C. Spurgeon Medhurst
The five colors blind men’s eyes. [^1]
The five tones deafen men’s ears. [^2]
The five flavors blunt men’s appetites. [^3]
Galloping and hunting derange men’s minds. [^4]
Articles which are rare limit the freedom of men’s actions. [^5]
On this account the holy man regards the stomach and not the eye. [^6]
He puts aside the one, that he may take the other in hand. [^7]
What is born of the senses stupefies more than it stimulates. Man realizes himself only as he polarizes his sense organs in the spiritual, even as his spiritual faculties are polarized in the material; in other words, as he overcomes “the terrible spirit of duality within,” described in Rom. vii, and prayed against in the invocation, “Lead us not into temptation,” for the rainbow hues of earth blind the eyes to the translucent glories of heaven, its harmonies drown heaven’s melodies, its viands spoil the taste for the flavor of the “Bread of Life,” and hence, the Sage, who, in the language of Paul, is “dead unto sin, but alive unto God,” turns from the sensuous to the supersensuous, passes from the narrow boundaries of the material to the limitless expanse of the spiritual.
”Look not thou on beauty’s charming,— Sit thou still when kings are arming,— Taste not when the wine cup glistens,— Speak not when the people listens,— Stop thine ear against the singer,— Prom the red gold keep thy finger, Vacant heart, and hand, and eye, Easy life and quiet die.” —Walter Scott.
Said Thomas a Kempis in his “The Imitation of Christ”: “Fly the tumult of the world as much as thou canst, for we are quickly defiled and enthralled by vanity.” The five colors blind men’s eyes.
[^1] viz.: Blue, yellow, white, black, red. Tung-tei-ning notes that the more the eyes see the more they desire. Cf. Eccles. i, 8.
[^2] “Straus says that the five sounds in old Chinese were, C, D, E, G, A, and that they were the same with the five notes of old Scotch airs. The notes F and B are avoided.”—China Review, vol. xiii, p. 12.

**RAW RECORDS**
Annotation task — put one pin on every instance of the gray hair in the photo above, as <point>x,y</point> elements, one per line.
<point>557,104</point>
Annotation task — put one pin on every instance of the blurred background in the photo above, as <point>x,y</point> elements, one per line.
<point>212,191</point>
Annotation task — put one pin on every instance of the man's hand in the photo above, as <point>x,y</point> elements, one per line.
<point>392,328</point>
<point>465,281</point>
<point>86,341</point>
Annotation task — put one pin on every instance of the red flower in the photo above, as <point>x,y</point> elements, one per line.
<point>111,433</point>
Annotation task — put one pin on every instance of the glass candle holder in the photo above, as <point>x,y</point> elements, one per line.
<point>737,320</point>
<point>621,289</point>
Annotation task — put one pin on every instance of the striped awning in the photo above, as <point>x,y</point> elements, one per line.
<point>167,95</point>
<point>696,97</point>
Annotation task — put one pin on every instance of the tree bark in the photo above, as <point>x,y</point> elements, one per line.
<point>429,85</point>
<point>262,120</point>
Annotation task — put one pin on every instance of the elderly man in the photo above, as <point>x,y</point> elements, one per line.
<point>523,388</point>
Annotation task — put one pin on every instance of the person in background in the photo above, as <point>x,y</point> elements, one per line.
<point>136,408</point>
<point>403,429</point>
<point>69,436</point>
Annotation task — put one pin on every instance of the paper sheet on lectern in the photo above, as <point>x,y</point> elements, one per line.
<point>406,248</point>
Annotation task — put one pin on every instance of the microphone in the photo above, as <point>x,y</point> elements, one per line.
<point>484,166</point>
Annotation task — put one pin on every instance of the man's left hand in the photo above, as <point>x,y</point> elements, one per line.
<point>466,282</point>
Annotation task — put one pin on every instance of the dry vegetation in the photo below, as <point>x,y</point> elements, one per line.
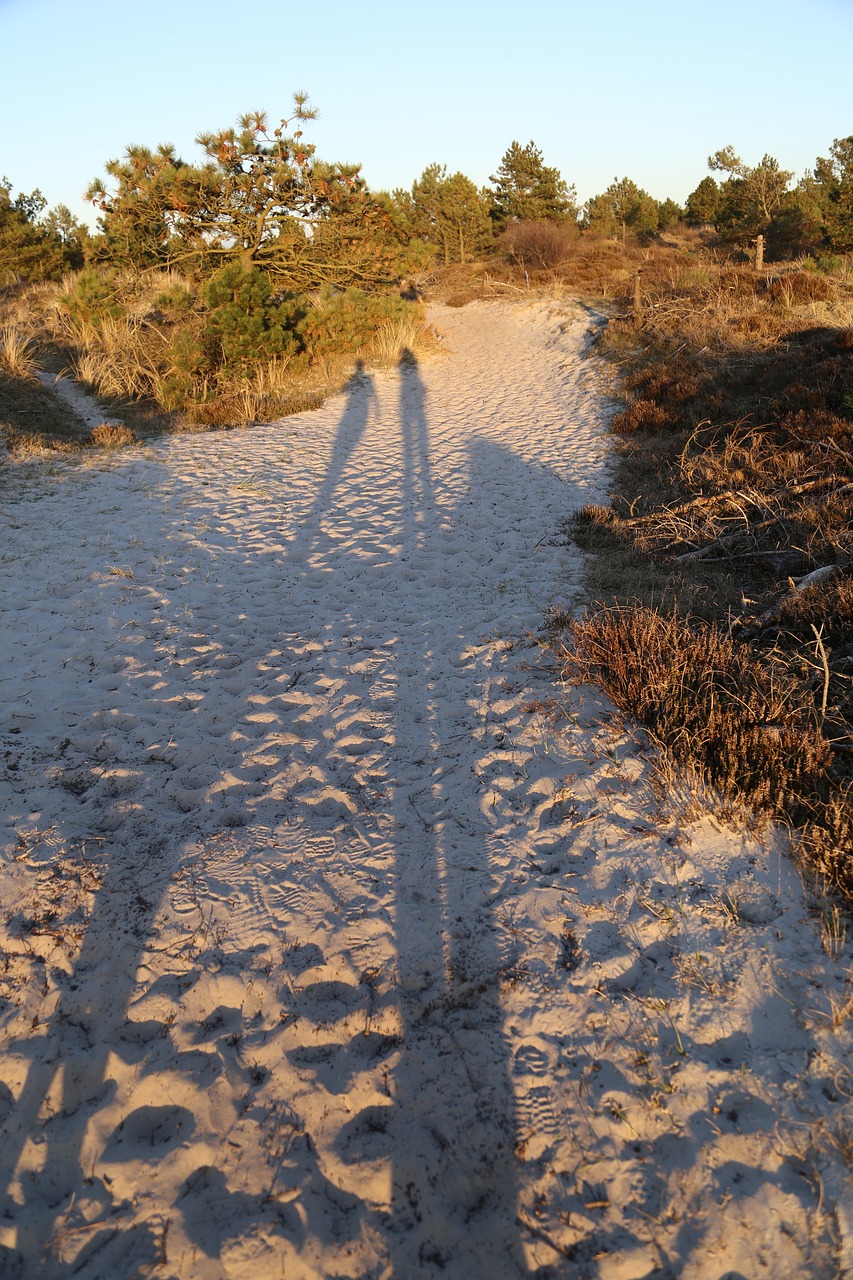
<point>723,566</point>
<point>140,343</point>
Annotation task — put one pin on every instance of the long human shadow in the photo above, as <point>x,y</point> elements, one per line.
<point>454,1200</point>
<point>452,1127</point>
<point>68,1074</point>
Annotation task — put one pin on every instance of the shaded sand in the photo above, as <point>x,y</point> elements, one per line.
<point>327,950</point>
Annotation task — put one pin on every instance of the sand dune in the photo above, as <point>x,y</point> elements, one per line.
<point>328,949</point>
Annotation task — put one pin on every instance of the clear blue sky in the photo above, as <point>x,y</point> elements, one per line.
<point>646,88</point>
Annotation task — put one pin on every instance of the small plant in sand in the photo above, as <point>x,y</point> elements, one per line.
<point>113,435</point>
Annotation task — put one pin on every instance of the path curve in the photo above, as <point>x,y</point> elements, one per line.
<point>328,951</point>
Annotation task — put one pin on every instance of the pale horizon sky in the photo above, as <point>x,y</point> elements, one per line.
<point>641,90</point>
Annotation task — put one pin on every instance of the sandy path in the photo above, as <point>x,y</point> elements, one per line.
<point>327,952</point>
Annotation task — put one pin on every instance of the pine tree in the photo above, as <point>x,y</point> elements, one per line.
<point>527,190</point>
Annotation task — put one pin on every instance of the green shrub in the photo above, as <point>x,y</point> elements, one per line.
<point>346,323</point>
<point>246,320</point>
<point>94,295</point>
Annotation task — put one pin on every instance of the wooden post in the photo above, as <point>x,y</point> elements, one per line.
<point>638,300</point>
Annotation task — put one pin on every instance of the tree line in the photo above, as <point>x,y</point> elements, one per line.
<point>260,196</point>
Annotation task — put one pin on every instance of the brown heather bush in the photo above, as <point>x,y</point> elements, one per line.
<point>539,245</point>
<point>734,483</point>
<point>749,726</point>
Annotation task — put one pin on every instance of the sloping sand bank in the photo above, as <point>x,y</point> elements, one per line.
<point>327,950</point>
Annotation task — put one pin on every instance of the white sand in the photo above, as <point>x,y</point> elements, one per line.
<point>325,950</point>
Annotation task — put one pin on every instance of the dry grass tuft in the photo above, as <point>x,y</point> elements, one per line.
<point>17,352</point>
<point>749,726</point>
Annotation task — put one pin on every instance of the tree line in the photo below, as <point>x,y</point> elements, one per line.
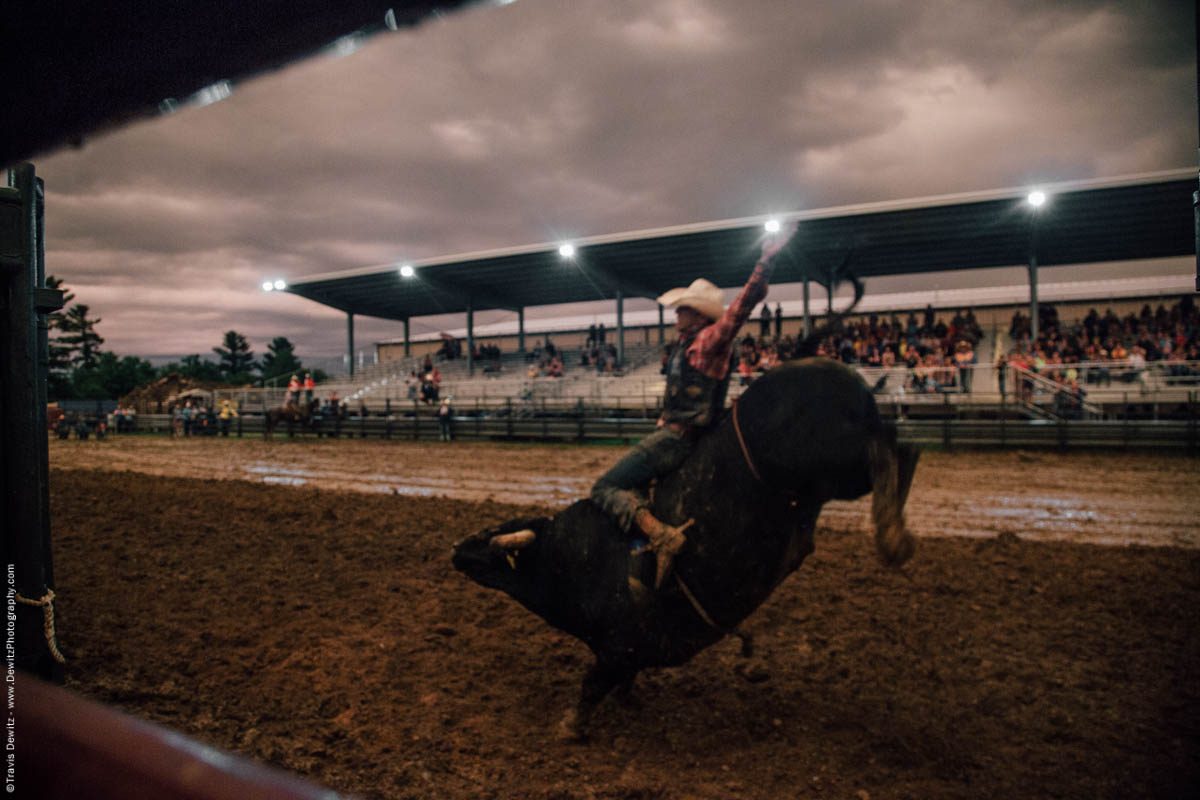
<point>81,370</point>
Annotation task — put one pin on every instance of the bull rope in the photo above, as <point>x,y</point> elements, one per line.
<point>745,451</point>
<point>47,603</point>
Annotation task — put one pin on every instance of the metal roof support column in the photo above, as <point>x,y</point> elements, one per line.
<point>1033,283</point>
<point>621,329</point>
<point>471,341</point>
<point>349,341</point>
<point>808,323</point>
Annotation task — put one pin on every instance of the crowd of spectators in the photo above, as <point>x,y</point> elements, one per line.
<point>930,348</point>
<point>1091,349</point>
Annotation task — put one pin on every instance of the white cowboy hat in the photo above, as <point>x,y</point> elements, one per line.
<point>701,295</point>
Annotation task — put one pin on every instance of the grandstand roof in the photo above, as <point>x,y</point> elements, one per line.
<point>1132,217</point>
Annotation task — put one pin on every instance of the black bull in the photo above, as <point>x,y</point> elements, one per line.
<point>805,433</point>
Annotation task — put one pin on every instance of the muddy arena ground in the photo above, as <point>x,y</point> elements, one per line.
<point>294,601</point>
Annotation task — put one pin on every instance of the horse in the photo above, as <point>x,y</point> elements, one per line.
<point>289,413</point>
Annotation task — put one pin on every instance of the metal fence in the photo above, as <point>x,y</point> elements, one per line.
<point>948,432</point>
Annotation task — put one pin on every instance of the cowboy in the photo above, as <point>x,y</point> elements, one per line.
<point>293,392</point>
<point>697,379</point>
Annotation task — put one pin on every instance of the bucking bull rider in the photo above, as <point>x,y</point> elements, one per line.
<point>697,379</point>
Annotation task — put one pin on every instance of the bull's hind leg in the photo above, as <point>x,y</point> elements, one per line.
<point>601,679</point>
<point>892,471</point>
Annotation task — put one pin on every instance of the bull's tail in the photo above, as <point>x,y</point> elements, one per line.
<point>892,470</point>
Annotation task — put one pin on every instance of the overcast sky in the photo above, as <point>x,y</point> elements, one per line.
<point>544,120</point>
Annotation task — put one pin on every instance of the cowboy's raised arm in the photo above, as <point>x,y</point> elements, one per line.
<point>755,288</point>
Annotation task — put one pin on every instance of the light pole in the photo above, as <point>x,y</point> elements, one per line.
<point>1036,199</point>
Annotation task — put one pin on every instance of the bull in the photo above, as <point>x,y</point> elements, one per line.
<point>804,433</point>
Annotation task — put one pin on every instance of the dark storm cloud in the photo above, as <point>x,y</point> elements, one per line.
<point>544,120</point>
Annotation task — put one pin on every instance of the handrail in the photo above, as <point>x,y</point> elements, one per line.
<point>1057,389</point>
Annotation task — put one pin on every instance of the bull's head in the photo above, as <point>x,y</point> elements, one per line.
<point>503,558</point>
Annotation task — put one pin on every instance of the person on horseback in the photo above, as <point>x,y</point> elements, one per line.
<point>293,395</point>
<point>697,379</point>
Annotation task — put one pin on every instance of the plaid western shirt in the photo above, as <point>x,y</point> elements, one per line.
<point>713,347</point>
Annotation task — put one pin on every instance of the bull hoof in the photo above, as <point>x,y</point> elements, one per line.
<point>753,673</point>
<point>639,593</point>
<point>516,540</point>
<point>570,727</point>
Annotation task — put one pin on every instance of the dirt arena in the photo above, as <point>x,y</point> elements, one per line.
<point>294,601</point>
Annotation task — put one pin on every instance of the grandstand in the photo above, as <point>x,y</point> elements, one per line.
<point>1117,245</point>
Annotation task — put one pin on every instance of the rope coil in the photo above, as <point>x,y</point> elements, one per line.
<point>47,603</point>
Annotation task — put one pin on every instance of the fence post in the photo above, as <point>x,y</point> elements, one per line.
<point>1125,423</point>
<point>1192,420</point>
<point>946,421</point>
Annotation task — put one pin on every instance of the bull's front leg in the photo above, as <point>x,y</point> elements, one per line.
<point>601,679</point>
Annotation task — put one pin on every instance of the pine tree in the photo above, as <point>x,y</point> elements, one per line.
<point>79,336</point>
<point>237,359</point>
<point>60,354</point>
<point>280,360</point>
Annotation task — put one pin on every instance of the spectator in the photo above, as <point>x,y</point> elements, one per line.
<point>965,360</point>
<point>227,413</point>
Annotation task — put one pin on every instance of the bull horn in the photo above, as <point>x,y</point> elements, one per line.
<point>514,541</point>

**WHAT TO DO**
- a) In the passage on the five colors, which five colors does the first footnote list?
- b) Reproduce the entries starting at the very first one and ending at the line that contains "<point>621,289</point>", with both ends included.

**ANSWERS TO THE EXERCISES**
- a) Blue, yellow, white, black, and red.

- b)
Annotation task — put one pin on every instance of the gray hair in the photo above, as <point>x,y</point> elements, one per line.
<point>557,104</point>
Annotation task — put one pin on every instance of the blurred background in the photo above, as <point>x,y</point> elements, one per line.
<point>212,191</point>
Annotation task — put one pin on every instance of the man's hand in the photo above, as <point>x,y</point> elements, one per line.
<point>392,328</point>
<point>465,281</point>
<point>86,341</point>
Annotation task — put one pin on every instance of the red flower in the photo above, as <point>x,y</point> elements, one per line.
<point>111,433</point>
Annotation task — put one pin on every instance of the glass candle holder in the photo above, as <point>x,y</point> elements, one per line.
<point>737,320</point>
<point>621,289</point>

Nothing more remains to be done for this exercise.